● Opdrachten:
A. Noem alle militaire eenheden en middelen die Defensie volgens de tekst over de evacuatie uit Kaboel gereedmaakt.
B. Schrijf een vervolg op de tekst over de evacuatie uit Kaboel, beginnend na de laatste zin.

● Aangeleverde tekst:
+---+

Er ontstaat inmiddels een beter beeld van de militaire situatie in en rond het vliegveld en de (on)mogelijkheden om evacuees op het vliegveld te krijgen. Samen met internationale partners ontwikkelt het team in Kaboel plannen voor de extractie van mensen in de stad Kaboel en voor versterking van de al aanwezige militaire presentie op het vliegveld. Defensie bereidt als onderdeel van de reeds ingezette planning van opties, daadwerkelijk de mogelijkheid voor om twee helikopters over te brengen naar de regio of naar Kaboel, ter ondersteuning van het team op het vliegveld. Bovendien worden door Defensie een compagnie mariniers en een compagnie van de 11e Luchtmobiele Brigade, geschikt voor extra force protection taken, paraat gezet in Nederland zodat zij binnen 24 uur kunnen worden ingezet.

Op basis van de dreigingsappreciatie in Kaboel en de afspraken van de Verenigde Staten met de Taliban wordt door het team ter plaatse geconcludeerd dat militair optreden in Kaboel niet verantwoord is en ook niet door de VS wordt toegestaan. De Nederlandse teams opereren wel in de directe omgeving van het vliegveld.

De NAVO geeft opdracht om in Kosovo tijdelijke opvang te creëren voor lokale (Afghaanse) NAVO-werknemers. Defensie onderzoekt hoe het hieraan kan bijdragen De VS geeft aan dat uiterlijk 31 augustus haar laatste eenheden het vliegveld zullen verlaten.

+---+

● Gegevensoverzicht:
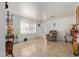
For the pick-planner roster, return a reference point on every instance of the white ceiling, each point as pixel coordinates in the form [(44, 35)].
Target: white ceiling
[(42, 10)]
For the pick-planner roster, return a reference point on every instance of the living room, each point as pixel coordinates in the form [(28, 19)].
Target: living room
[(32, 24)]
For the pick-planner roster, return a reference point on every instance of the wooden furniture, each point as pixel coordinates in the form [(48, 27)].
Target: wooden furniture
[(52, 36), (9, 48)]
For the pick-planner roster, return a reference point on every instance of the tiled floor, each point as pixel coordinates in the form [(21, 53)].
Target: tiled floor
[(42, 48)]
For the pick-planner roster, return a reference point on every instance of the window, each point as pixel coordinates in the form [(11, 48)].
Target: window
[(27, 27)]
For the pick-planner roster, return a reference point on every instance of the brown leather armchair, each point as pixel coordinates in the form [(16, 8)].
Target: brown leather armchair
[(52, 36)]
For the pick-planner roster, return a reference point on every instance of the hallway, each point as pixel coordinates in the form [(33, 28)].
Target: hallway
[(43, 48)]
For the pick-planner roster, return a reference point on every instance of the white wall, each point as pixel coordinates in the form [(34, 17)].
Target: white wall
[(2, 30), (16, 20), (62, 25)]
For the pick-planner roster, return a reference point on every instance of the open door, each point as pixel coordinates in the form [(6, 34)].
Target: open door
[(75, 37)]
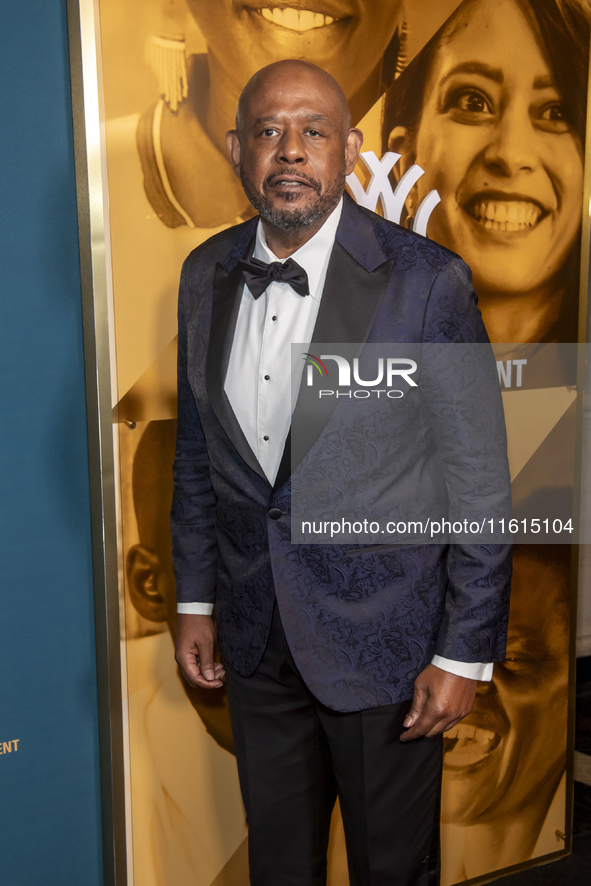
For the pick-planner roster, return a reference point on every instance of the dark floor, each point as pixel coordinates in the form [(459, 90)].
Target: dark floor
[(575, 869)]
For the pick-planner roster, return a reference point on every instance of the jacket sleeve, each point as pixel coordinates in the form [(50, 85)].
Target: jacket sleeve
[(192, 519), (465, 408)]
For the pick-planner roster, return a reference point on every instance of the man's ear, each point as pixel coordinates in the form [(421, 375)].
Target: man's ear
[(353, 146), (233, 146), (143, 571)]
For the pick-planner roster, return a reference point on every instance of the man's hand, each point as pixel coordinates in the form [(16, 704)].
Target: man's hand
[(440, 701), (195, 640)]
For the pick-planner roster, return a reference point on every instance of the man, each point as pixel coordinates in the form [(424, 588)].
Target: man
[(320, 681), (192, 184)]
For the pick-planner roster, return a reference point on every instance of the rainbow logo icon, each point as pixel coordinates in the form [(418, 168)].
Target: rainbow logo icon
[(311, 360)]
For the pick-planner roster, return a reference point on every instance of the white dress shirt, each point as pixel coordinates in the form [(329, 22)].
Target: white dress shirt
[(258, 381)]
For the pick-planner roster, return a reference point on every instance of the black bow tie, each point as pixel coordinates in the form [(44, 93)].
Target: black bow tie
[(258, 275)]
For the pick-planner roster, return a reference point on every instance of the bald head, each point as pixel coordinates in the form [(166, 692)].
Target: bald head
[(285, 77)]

+---+

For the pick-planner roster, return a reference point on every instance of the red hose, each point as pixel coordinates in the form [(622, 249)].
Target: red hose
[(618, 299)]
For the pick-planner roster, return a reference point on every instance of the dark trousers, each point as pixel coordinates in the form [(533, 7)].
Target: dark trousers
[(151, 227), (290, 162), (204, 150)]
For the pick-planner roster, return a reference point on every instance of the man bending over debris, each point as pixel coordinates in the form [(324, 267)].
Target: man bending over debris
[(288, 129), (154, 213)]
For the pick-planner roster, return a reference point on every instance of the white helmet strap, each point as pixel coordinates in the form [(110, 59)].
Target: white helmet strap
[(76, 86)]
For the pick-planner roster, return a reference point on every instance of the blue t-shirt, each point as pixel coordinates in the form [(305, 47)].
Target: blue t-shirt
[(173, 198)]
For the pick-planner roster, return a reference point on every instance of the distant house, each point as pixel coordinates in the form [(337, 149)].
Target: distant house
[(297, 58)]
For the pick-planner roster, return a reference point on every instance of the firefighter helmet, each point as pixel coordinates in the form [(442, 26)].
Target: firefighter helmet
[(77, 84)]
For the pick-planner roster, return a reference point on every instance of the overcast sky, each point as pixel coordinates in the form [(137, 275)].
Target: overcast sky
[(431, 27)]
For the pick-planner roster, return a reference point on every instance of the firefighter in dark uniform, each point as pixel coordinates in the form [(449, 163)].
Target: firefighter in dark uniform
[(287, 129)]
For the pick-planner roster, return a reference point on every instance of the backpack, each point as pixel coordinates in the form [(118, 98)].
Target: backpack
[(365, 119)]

+---+

● Antwoorden:
A.
- twee helikopters, over te brengen naar de regio of naar Kaboel
- een compagnie mariniers
- een compagnie van de 11e Luchtmobiele Brigade

B.
Circa 50 Nederlanders en Nederlandse ingezetenen zijn inmiddels vertrokken uit Kaboel, maar er staan er nog 750 mensen op de groeiende lijst. Een grote groep (207 personen) van de lokale medewerkers komt door zorg van Nederlandse teams de luchthaven binnen, dankzij intensieve samenwerking tussen de militaire en civiele teams op de luchthaven en de belteams in Den Haag. De begeleiding van de evacuees per telefoon en WhatsApp vanuit Den Haag, die evacuees helpt de exacte toegangslocatie te vinden, blijkt een belangrijke succesfactor. Deze methode zal vanaf dit moment ook intensief worden toegepast om volgende groepen evacués te helpen hun weg naar de «Holland gate» te vinden. Vooral in de nacht blijkt de methode goed te werken. Nederland besluit dan ook – voor zover bekend als enige land ter plekke – 24/7 door te werken om zoveel mogelijk mensen op deze manier binnen te krijgen. Op twee vluchten worden die dag 155 mensen geëvacueerd.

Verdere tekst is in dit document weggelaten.